-- begin Data supplied --
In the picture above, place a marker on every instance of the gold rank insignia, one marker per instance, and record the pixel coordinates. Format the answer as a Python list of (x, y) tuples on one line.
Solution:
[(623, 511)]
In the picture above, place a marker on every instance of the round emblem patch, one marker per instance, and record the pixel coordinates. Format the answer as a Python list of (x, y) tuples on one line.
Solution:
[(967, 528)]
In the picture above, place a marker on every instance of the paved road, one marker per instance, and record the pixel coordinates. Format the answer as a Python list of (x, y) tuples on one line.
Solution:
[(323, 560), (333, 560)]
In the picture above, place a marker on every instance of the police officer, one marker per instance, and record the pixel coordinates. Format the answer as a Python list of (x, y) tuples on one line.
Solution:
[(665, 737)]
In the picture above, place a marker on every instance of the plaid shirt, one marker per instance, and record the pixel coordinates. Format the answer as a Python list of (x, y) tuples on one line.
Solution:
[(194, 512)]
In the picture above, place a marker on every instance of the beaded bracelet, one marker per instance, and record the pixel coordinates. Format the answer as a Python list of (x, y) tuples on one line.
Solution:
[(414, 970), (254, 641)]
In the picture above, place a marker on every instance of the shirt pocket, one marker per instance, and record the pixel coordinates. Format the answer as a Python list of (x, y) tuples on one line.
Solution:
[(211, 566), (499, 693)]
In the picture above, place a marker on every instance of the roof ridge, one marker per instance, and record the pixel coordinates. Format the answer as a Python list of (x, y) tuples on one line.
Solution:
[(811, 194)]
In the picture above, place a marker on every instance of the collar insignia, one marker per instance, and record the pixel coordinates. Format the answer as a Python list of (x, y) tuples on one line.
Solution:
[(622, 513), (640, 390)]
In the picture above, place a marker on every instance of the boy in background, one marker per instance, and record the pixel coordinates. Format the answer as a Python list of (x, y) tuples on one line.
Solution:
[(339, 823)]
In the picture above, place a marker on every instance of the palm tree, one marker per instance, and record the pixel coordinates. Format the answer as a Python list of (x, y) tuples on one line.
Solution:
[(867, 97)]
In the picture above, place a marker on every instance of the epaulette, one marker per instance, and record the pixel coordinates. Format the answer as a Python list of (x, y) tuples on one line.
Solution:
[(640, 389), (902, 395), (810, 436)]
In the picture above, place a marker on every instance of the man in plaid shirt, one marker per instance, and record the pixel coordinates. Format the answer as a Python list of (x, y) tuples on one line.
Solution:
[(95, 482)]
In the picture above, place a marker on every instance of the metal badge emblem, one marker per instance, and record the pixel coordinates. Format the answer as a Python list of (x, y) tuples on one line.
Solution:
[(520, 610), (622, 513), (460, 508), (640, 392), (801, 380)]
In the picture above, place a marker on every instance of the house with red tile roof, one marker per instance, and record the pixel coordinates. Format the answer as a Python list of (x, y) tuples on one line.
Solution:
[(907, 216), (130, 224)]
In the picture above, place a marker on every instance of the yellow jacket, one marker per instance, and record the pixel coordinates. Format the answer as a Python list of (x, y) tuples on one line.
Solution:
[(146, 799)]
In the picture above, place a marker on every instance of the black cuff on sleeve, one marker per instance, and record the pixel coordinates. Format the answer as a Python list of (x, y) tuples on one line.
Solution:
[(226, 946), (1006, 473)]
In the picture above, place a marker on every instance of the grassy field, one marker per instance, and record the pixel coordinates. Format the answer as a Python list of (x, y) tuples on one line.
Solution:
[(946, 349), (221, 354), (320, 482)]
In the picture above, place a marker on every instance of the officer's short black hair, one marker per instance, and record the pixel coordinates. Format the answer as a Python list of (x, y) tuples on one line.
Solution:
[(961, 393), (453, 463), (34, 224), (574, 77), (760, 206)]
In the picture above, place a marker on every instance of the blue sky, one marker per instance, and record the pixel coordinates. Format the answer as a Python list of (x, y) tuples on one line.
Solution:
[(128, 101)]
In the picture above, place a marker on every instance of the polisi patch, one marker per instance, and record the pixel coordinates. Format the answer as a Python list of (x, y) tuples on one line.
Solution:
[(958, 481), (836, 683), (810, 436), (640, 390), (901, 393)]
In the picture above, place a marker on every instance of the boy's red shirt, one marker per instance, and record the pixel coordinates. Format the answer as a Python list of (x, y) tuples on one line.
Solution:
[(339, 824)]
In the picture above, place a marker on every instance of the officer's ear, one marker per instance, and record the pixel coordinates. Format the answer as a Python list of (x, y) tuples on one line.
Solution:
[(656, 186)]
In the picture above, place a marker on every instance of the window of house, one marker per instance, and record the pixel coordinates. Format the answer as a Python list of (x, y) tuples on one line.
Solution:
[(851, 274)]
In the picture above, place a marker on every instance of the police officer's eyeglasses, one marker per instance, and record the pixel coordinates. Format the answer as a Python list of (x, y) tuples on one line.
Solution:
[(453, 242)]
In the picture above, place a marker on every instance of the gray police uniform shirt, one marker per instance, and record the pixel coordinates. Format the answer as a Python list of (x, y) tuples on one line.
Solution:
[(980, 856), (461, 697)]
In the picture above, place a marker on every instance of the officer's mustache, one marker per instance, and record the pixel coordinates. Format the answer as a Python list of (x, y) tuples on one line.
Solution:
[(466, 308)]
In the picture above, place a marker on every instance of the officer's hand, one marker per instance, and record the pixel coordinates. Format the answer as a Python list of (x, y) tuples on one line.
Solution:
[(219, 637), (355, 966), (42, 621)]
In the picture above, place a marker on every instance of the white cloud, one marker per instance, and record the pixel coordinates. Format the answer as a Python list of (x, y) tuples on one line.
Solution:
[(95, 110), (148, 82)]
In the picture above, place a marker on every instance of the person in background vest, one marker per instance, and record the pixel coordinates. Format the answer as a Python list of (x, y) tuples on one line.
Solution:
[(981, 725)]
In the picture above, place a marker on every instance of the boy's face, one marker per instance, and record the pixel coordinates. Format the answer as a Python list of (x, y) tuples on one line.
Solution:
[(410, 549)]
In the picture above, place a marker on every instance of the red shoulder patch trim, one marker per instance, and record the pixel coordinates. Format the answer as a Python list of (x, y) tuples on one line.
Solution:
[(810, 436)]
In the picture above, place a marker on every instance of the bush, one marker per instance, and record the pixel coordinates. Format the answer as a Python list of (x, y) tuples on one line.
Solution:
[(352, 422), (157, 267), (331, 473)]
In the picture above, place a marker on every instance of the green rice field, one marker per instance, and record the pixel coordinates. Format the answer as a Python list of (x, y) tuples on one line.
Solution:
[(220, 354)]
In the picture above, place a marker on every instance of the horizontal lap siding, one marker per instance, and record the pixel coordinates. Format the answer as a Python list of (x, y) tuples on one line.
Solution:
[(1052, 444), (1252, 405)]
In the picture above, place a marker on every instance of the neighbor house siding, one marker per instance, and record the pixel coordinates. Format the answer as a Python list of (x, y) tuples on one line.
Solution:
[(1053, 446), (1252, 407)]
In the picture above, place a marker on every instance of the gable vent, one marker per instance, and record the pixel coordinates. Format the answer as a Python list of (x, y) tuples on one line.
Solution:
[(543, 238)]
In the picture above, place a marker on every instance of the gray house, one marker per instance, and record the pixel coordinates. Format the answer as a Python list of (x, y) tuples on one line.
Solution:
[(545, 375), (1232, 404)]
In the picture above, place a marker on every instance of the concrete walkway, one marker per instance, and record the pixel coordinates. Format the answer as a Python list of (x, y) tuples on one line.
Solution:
-- end Data supplied --
__Direction__.
Everything from the line containing "of the gable" through the last line of the records must be given again exactly; leave out all other lines.

__Solution__.
In the picture above, place a marker on every instance of the gable vent, one marker per instance, and record the pixel coordinates. Format the answer as a Python list of (x, y) tuples on one line.
Solution:
[(543, 238)]
In the picture above, place a marker on every instance of the gray house, one marker per instance, and record the pixel coordinates. Format the answer as a Python list of (x, y) tuples on one line.
Solution:
[(545, 375), (1232, 404)]
In the picture above, place a marker on every instance of the concrete walkway, one marker per instance, and record the pixel coordinates. Format the answer as a Python list of (x, y) tuples on one line.
Solution:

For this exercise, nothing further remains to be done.